Documento de origem ▸
* * * * * * *
Quanto ao antissemitismo de esquerda, a literatura é enorme, sobretudo 
após o fim da URSS, com a abertura de arquivos antes lacrados. Dentre os
 escritos que trazem documentos e análises rigorosas, menciono o de 
Arkadi Vaksberg, Stalin e os Judeus, o Antissemitismo Russo: uma 
Continuidade do Czarismo ao Comunismo (Paris, Laffont, 2003). Já a 
repulsa dos comunistas à palavra cosmopolitismo vem de duas origens: a 
redução dos alvos internacionalistas dos soviéticos ao "socialismo em um
 só país" e a calúnia segundo a qual os judeus não se prendem a nenhuma 
pátria porque desejam (segundo os forjados, para a polícia secreta de 
Nicolau II, Protocolos dos Sábios de Sião) dominar o mundo inteiro pelas
 finanças, pelas armas e pelo comércio. O antissemitismo soviético é 
metamorfose do seu congênere czarista.
* * * * * * *
Registros extraídos de uma coleção ▸

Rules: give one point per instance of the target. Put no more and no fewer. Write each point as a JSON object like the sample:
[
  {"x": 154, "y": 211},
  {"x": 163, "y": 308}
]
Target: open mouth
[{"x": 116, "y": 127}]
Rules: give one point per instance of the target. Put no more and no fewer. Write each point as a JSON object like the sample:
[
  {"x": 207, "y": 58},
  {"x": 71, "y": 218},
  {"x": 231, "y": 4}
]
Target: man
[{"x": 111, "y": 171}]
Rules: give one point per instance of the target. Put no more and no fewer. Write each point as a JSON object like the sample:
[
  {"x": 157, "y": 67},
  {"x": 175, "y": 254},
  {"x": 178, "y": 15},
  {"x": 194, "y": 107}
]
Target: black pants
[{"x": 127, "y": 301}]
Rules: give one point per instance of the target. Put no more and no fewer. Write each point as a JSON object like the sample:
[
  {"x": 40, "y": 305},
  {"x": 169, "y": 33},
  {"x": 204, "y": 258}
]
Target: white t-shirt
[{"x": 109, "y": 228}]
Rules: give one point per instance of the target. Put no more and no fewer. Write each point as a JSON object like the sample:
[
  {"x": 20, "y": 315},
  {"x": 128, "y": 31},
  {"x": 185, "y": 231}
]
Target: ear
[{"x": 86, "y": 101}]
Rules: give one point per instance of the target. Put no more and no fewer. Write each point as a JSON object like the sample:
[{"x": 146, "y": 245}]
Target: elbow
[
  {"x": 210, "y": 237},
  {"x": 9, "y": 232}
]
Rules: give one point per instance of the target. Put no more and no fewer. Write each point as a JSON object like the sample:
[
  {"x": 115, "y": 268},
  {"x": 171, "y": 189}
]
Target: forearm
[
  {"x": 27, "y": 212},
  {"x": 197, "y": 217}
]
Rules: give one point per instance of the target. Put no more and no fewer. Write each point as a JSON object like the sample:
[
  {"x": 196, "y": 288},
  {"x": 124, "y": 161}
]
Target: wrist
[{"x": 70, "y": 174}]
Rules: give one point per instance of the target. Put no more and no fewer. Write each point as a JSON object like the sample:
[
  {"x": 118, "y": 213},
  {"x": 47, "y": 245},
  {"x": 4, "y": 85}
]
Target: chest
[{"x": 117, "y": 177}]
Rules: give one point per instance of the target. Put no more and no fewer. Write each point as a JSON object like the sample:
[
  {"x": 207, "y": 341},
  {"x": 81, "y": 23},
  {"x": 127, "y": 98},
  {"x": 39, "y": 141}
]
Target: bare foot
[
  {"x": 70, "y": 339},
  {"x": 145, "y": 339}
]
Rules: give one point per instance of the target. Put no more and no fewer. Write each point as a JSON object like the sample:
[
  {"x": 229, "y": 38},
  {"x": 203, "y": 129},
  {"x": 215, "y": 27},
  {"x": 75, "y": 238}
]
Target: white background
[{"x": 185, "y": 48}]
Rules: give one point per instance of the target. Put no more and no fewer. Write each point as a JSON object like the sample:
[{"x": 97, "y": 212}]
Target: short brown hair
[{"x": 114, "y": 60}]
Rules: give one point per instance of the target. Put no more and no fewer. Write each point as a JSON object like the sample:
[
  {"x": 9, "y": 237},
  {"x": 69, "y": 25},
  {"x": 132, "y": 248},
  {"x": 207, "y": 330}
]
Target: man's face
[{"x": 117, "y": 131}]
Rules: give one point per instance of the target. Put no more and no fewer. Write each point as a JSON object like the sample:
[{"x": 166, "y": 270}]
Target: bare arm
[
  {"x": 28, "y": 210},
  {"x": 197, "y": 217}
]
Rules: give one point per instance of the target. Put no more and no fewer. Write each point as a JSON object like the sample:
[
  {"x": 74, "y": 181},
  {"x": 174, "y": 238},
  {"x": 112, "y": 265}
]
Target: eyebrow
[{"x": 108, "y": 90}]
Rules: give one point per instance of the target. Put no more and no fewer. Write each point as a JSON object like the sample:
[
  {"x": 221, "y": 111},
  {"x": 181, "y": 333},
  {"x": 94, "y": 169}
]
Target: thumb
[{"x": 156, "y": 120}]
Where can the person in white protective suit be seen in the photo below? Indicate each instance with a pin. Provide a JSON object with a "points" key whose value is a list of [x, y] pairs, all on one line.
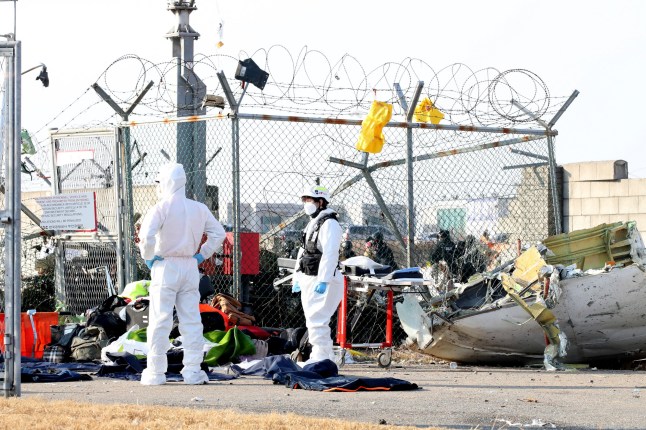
* * * * * * *
Problema 1 ▸
Transcreva fielmente o trecho do documento de origem que começa nas palavras "Quanto ao antissemitismo" e termina após as palavras "seu congênere czarista.".
Problema 2 ▸
Qual livro de Arkadi Vaksberg o documento de origem cita entre os escritos com documentos e análises rigorosas?

Resposta do exercício 1 ▸
Quanto ao antissemitismo de esquerda, a literatura é enorme, sobretudo 
após o fim da URSS, com a abertura de arquivos antes lacrados. Dentre os
 escritos que trazem documentos e análises rigorosas, menciono o de 
Arkadi Vaksberg, Stalin e os Judeus, o Antissemitismo Russo: uma 
Continuidade do Czarismo ao Comunismo (Paris, Laffont, 2003). Já a 
repulsa dos comunistas à palavra cosmopolitismo vem de duas origens: a 
redução dos alvos internacionalistas dos soviéticos ao "socialismo em um
 só país" e a calúnia segundo a qual os judeus não se prendem a nenhuma 
pátria porque desejam (segundo os forjados, para a polícia secreta de 
Nicolau II, Protocolos dos Sábios de Sião) dominar o mundo inteiro pelas
 finanças, pelas armas e pelo comércio. O antissemitismo soviético é 
metamorfose do seu congênere czarista.

Resposta do exercício 2 ▸
Stalin e os Judeus, o Antissemitismo Russo: uma Continuidade do Czarismo ao Comunismo (Paris, Laffont, 2003).